▶ **WORK REQUEST 1**: In the article on the Mayr longevity programme, why was the writer sent for an abdominal ultrasound? Answer in one to three sentences.
▶ **WORK REQUEST 2**:
Using the article on the Mayr longevity programme, answer these questions:
(a) What is the starting weekly price of the clinic's "longevity and healthy ageing" programme?
(b) About how many calories a day does a guest eat on the traditional Mayr cure?
(c) How long did the abdominal ultrasound take?

I had never thought much about longevity or even ageing. But once you hit your mid-50s, things shift in irritating ways: love handles become more stubborn, typefaces mysteriously blur, sports injuries take ages to heal and conversations in noisy restaurants start to become puzzles. You haven’t fallen apart but the factory settings no longer apply, and Philip Larkin’s poems increasingly seem more poignant than funny.
I apparently am not the only man of a certain age to have had this realisation. Last September, at an autocrats’ conclave in Beijing, Vladimir Putin and Xi Jinping, both 72, wondered aloud if they might be able to extend their lives and therefore prolong their reigns indefinitely. Xi mused that ‘today 70 is considered young’ and speculated that ‘in this century people might live to 150’. Putin, who had given the matter some thought, advised his Chinese counterpart that ‘human organs can be constantly transplanted, to the extent that people can get younger, perhaps even immortal’.
That conversation may herald a grisly doom for some young and healthy political prisoners. But the dictators’ hopeful fascination with longevity is shared by Silicon Valley tycoons, narcissistic media celebrities, and increasingly, by many ordinary middle-aged people. Or rather, middle-aged men.
Though I do not hanker for indefinite world domination, I too would like to have a good number of healthy active years ahead of me. I saw that the Original Mayr Medical Resort in southern Austria – a place I visited a decade ago at the same time as The Spectator’s editor – now offers a ‘longevity and healthy ageing’ programme from €5,090 a week. With that in mind, I decided to jumpstart my own health initiative by taking a flight to Ljubljana and a taxi to the chalet-style clinic on the turquoise Wörthersee.
Since its founding 50 years ago, the Original Mayr has been a discreet sanctuary for upper-class Brits and health-conscious European aristos anxious to detox or lose weight. But it has always been more than a health spa or ‘fat farm’. In the Central European tradition, you go to the Mayr to ‘take a cure’ under the supervision of its resident doctors – not for AbFab-style pampering.
The traditional Mayr cure focuses on gut health. You eat very little – about 600 calories per day – and consume nothing but broth after lunch. There’s no sugar, no alcohol, no caffeine, no spices and nothing raw. The idea is that your digestive system gets to rest while you lounge, swim in the lake, take idyllic walks in the woods or have your back straightened by the genius osteopath. You are also given a nightly dose of Epsom salts to, ahem, clear you out (fortunately you are never more than a few steps from a loo).
I don’t know if a week at the Mayr added years to my life or just life to my years
The Mayr’s longevity programme tops its traditional gut reset with various medical tests and high-tech treatments that are supposedly good for cellular health – particularly your mitochondria, the power-plants within your cells.
The diagnostics are the type that either gives you peace of mind or set off alarm bells. My bloodwork showed slightly elevated levels of a liver enzyme, possibly related to excess consumption of tequila, so I was sent for an abdominal ultrasound. It’s an efficient test – it took just 15 minutes for the docs to check my liver, kidneys, pancreas, spleen, intestines, aorta, stomach and prostate. The Austrian health service gives one to everyone when they turn 50.

▶ **INFORMATION SUPPLIED**:
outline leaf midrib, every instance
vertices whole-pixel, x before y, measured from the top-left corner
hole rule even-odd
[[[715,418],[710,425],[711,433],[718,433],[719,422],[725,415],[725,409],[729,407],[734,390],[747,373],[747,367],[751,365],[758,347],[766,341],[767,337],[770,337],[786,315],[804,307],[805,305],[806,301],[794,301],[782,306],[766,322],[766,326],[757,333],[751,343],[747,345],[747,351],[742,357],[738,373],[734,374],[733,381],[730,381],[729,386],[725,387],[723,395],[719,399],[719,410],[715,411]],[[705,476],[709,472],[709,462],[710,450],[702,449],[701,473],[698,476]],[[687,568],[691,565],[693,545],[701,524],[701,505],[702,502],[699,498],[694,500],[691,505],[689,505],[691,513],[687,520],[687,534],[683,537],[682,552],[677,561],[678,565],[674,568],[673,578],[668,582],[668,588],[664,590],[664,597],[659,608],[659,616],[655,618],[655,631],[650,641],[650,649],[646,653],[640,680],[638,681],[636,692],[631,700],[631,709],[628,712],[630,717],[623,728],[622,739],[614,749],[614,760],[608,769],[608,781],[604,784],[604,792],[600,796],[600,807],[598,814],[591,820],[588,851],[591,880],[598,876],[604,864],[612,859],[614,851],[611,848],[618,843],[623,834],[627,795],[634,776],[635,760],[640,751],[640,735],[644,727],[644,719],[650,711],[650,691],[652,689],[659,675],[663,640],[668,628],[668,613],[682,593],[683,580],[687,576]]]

▶ **WRITTEN ANSWER 1**: The writer's bloodwork showed slightly elevated levels of a liver enzyme, possibly from drinking too much tequila. The ultrasound was ordered to check that.

▶ **WRITTEN ANSWER 2**:
(a) €5,090 a week.
(b) About 600 calories per day.
(c) 15 minutes.